| Dataset excerpts on object pointing |
- - -
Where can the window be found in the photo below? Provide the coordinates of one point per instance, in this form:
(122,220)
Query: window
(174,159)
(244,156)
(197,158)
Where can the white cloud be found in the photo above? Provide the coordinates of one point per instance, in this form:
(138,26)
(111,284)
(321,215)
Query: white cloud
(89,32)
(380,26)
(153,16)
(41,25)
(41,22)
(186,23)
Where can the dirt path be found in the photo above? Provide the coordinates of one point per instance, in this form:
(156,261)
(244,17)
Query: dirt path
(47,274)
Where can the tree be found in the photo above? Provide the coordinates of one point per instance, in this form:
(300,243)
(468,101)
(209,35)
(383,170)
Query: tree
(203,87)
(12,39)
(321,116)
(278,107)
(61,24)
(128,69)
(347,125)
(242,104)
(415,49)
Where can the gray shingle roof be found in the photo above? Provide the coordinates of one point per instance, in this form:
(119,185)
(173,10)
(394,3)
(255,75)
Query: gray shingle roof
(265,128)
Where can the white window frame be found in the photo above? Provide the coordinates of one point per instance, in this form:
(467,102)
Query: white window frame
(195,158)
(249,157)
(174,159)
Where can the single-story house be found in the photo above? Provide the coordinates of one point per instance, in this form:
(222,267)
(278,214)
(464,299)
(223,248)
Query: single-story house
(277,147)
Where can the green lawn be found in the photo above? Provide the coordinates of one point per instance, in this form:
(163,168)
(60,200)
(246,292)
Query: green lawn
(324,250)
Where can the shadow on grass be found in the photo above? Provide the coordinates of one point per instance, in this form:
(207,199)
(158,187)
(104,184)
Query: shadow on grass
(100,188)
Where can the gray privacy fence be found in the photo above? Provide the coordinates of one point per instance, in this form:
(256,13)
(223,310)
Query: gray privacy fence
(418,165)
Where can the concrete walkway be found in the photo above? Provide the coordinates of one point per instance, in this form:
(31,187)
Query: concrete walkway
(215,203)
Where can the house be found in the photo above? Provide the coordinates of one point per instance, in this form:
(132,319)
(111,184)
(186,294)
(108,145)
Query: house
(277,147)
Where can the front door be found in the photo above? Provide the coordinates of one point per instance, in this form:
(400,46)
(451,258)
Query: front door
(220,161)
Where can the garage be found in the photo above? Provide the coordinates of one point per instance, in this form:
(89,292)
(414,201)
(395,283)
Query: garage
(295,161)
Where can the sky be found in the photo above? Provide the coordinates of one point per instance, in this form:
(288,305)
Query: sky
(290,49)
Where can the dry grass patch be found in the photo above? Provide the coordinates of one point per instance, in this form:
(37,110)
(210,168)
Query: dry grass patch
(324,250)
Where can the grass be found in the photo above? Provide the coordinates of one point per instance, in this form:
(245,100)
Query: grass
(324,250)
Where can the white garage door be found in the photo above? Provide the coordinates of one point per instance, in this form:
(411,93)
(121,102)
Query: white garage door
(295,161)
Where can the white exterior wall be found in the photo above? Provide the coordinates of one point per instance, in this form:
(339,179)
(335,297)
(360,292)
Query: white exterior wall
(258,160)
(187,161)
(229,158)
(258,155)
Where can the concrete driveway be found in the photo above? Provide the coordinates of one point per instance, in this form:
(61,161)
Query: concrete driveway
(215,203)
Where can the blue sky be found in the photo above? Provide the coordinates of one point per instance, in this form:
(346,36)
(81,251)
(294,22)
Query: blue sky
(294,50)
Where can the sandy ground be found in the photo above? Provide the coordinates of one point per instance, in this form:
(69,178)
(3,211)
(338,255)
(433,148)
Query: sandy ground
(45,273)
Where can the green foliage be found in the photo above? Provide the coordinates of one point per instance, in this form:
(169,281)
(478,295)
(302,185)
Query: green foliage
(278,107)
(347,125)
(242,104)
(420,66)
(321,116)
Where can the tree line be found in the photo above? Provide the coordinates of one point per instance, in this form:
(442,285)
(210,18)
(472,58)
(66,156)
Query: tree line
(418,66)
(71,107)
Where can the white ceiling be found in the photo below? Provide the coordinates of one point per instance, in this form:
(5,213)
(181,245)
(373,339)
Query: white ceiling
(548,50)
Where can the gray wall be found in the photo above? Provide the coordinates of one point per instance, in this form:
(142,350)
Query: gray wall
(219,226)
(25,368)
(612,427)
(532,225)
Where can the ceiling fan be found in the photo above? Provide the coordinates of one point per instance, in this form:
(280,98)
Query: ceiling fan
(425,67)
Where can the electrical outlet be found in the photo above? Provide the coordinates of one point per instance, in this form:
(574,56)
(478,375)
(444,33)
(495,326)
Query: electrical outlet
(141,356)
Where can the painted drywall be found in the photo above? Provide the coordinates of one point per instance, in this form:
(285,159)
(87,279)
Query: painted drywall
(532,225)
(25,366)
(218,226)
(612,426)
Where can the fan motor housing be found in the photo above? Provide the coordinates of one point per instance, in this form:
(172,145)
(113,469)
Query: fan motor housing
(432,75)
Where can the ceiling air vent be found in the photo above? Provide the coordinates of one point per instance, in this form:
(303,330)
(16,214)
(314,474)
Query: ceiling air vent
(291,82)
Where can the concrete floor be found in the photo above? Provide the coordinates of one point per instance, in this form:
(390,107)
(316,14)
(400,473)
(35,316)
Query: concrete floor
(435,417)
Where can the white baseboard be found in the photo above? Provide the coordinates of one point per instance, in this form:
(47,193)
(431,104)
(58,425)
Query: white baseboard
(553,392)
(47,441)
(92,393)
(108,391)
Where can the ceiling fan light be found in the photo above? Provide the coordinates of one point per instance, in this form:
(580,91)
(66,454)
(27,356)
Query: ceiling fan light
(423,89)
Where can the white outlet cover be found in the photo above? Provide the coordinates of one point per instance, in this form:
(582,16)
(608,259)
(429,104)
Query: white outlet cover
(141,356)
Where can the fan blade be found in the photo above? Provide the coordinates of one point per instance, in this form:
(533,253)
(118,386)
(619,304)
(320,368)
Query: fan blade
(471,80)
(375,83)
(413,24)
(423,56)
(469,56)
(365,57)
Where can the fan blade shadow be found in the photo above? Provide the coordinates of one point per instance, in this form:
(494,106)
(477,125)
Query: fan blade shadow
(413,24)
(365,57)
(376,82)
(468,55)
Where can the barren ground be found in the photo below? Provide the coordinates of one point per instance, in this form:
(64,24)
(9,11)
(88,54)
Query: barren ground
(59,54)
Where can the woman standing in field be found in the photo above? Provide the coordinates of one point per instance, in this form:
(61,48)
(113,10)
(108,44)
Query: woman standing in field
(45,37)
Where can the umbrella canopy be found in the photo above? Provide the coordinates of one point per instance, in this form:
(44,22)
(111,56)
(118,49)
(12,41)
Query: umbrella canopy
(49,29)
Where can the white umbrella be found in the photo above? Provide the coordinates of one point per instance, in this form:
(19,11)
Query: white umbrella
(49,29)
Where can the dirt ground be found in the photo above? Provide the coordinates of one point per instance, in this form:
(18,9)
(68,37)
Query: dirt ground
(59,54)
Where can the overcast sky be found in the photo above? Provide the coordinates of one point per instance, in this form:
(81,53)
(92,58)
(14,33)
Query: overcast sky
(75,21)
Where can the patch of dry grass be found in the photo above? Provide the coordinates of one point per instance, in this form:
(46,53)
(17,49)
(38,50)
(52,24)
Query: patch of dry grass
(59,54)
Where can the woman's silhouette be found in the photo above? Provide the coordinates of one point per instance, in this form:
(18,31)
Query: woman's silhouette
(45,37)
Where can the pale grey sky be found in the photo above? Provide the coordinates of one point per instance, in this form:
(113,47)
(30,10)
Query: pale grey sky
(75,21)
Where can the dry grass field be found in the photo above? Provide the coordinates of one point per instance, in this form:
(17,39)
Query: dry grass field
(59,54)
- - -
| Exercise prompt |
From the first line to the last, retype the data exactly.

| Solution below |
Where can the window be found in the photo below? Provide the coordinates of one point per instance, in this form:
(122,220)
Query: window
(174,159)
(244,156)
(197,158)
Where can the white cloud be found in the photo above? Provide the coordinates of one point per instance, in this form:
(138,26)
(111,284)
(321,215)
Query: white cloud
(89,32)
(380,26)
(153,16)
(41,25)
(41,22)
(186,23)
Where can the dirt path be found in the photo above? Provide the coordinates of one point per instance, in this form:
(156,261)
(244,17)
Query: dirt path
(47,274)
Where can the tree be found in the photo above? Provide the coordinates of one point per instance, in this form:
(300,243)
(468,101)
(209,35)
(383,170)
Query: tree
(203,87)
(12,39)
(321,116)
(278,107)
(61,24)
(128,69)
(347,125)
(242,104)
(415,49)
Where can the gray shingle roof be found in the photo above? Provide the coordinates of one point per instance, in this form:
(119,185)
(173,10)
(394,3)
(255,75)
Query: gray shingle roof
(265,128)
Where can the white window frame be found in the photo above? Provide the coordinates of one point per instance, in this form:
(467,102)
Query: white window frame
(195,158)
(249,157)
(174,159)
Where can the single-story house be found in the photo above? Provide the coordinates of one point per instance, in this form:
(222,267)
(278,214)
(464,299)
(223,248)
Query: single-story house
(277,147)
Where can the green lawn be found in the photo above? Provide the coordinates of one point per instance, in this form:
(163,168)
(60,200)
(246,292)
Query: green lawn
(324,250)
Where can the shadow on grass be found in the photo above? Provide the coordinates of one point per instance, in this form:
(207,199)
(158,187)
(104,184)
Query: shadow on grass
(100,188)
Where can the gray privacy fence be found in the photo above? Provide the coordinates of one point per instance, in this form:
(256,13)
(223,310)
Query: gray privacy fence
(418,165)
Where can the concrete walkway be found in the photo above? Provide the coordinates of one point per instance, in this form:
(31,187)
Query: concrete walkway
(215,203)
Where can the house be found in the photo above? Provide the coordinates of one point per instance, in this form:
(132,319)
(111,184)
(186,294)
(108,145)
Query: house
(277,147)
Where can the front door be found in the photo above? Provide the coordinates of one point per instance, in this form:
(400,46)
(451,258)
Query: front door
(220,161)
Where can the garage be found in the photo above? Provide the coordinates of one point per instance, in this form:
(89,292)
(414,201)
(395,283)
Query: garage
(295,161)
Where can the sky be found in the photo above? Provide the coordinates of one point per instance, in this form:
(288,305)
Query: sky
(290,49)
Where can the dry grass patch be found in the photo above? Provide the coordinates of one point per instance, in this form:
(37,110)
(210,168)
Query: dry grass patch
(324,250)
Where can the grass be found in the photo above? Provide the coordinates of one point per instance, in this form:
(245,100)
Query: grass
(324,250)
Where can the white garage door be found in the photo above? Provide the coordinates of one point per instance, in this form:
(411,93)
(121,102)
Query: white garage door
(295,161)
Where can the white exterior wall be found in the photo above? Provide the coordinates of one point per instance, in this form:
(339,179)
(335,297)
(360,292)
Query: white exterior wall
(258,160)
(187,161)
(229,158)
(258,155)
Where can the concrete driveway be found in the photo above? Provide the coordinates of one point per instance, in this form:
(61,161)
Query: concrete driveway
(215,203)
Where can the blue sky be found in the photo above? Provide the coordinates of one point per instance, in this form:
(346,36)
(81,251)
(294,22)
Query: blue sky
(294,50)
Where can the sandy ground be found in the photo above? Provide the coordinates of one point per instance, in this form:
(69,178)
(3,211)
(338,255)
(433,148)
Query: sandy ground
(45,273)
Where can the green foliage be found in the photo above? Provide the coordinates of one point per instance, in this form:
(169,281)
(478,295)
(302,185)
Query: green foliage
(278,107)
(347,125)
(242,104)
(420,66)
(321,116)
Where can the tree line be found in the photo above? Provide the coordinates of one point per instance, in this form:
(442,285)
(210,18)
(472,58)
(66,156)
Query: tree line
(418,66)
(71,107)
Where can the white ceiling be found in the photo below? Provide the coordinates of one point per instance, in this form:
(5,213)
(181,245)
(373,339)
Query: white ceiling
(548,50)
Where can the gray wall be found in the photo above? Provide the coordinates of one point per instance, in this form:
(142,350)
Query: gray wall
(219,226)
(25,368)
(612,427)
(532,225)
Where can the ceiling fan be found in the photo above? Provide the coordinates of one point per instance, in this form:
(280,98)
Query: ceiling fan
(425,67)
Where can the electrical outlet be found in the photo above? Provide the coordinates of one point per instance, in this form:
(574,56)
(478,375)
(444,33)
(495,326)
Query: electrical outlet
(141,356)
Where can the painted drywall be found in the photo above? Provide the coordinates of one point per instance, in this form:
(285,159)
(87,279)
Query: painted drywall
(532,225)
(25,366)
(218,226)
(612,426)
Where can the fan motor housing be found in the photo above? Provide the coordinates of one point per instance, in this form:
(172,145)
(113,469)
Query: fan motor housing
(432,75)
Where can the ceiling air vent be found in the photo above? Provide the coordinates of one point per instance, in this form:
(303,330)
(16,214)
(314,474)
Query: ceiling air vent
(291,82)
Where can the concrete floor be found in the photo above? Provide the coordinates of one point per instance, in this form:
(390,107)
(316,14)
(400,473)
(35,316)
Query: concrete floor
(435,417)
Where can the white baseboard be found in the photo above? Provide the coordinates of one point per instance, in this form:
(47,193)
(431,104)
(58,425)
Query: white baseboard
(553,392)
(47,441)
(92,393)
(108,391)
Where can the ceiling fan light be found in the photo above? Provide the coordinates of one point per instance, in this form:
(580,91)
(66,454)
(27,356)
Query: ceiling fan light
(423,89)
Where can the white outlet cover be found in the photo above? Provide the coordinates of one point per instance, in this form:
(582,16)
(608,259)
(429,104)
Query: white outlet cover
(141,356)
Where can the fan blade be found in the photo above? Provide the coordinates of one point per instance, in this form:
(533,253)
(118,386)
(619,304)
(320,368)
Query: fan blade
(471,80)
(375,83)
(413,24)
(423,56)
(469,56)
(365,57)
Where can the fan blade shadow be found in the photo above? Provide the coordinates of one point per instance, in this form:
(494,106)
(477,125)
Query: fan blade shadow
(413,24)
(365,57)
(376,82)
(468,55)
Where can the barren ground be found in the photo below? Provide the coordinates of one point per instance, in this form:
(64,24)
(9,11)
(88,54)
Query: barren ground
(59,54)
Where can the woman standing in field be found in the photo above? Provide the coordinates of one point per instance, in this form:
(61,48)
(113,10)
(108,44)
Query: woman standing in field
(45,37)
Where can the umbrella canopy be found in the photo above? Provide the coordinates of one point per instance, in this form:
(44,22)
(111,56)
(118,49)
(12,41)
Query: umbrella canopy
(49,29)
Where can the white umbrella be found in the photo above? Provide the coordinates of one point per instance, in this form:
(19,11)
Query: white umbrella
(49,29)
Where can the dirt ground be found in the photo above? Provide the coordinates of one point per instance, in this form:
(18,9)
(68,37)
Query: dirt ground
(59,54)
Where can the overcast sky be found in the photo above? Provide the coordinates of one point per instance, in this form:
(81,53)
(92,58)
(14,33)
Query: overcast sky
(75,21)
Where can the patch of dry grass be found in the photo above? Provide the coordinates of one point per instance, in this form:
(46,53)
(17,49)
(38,50)
(52,24)
Query: patch of dry grass
(59,54)
Where can the woman's silhouette be found in the photo above? Provide the coordinates of one point per instance, in this form:
(18,31)
Query: woman's silhouette
(45,37)
Where can the pale grey sky be found in the photo above? Provide the coordinates of one point per instance, in this form:
(113,47)
(30,10)
Query: pale grey sky
(75,21)
Where can the dry grass field be found in the photo above? Provide the coordinates of one point per instance, in this form:
(17,39)
Query: dry grass field
(59,54)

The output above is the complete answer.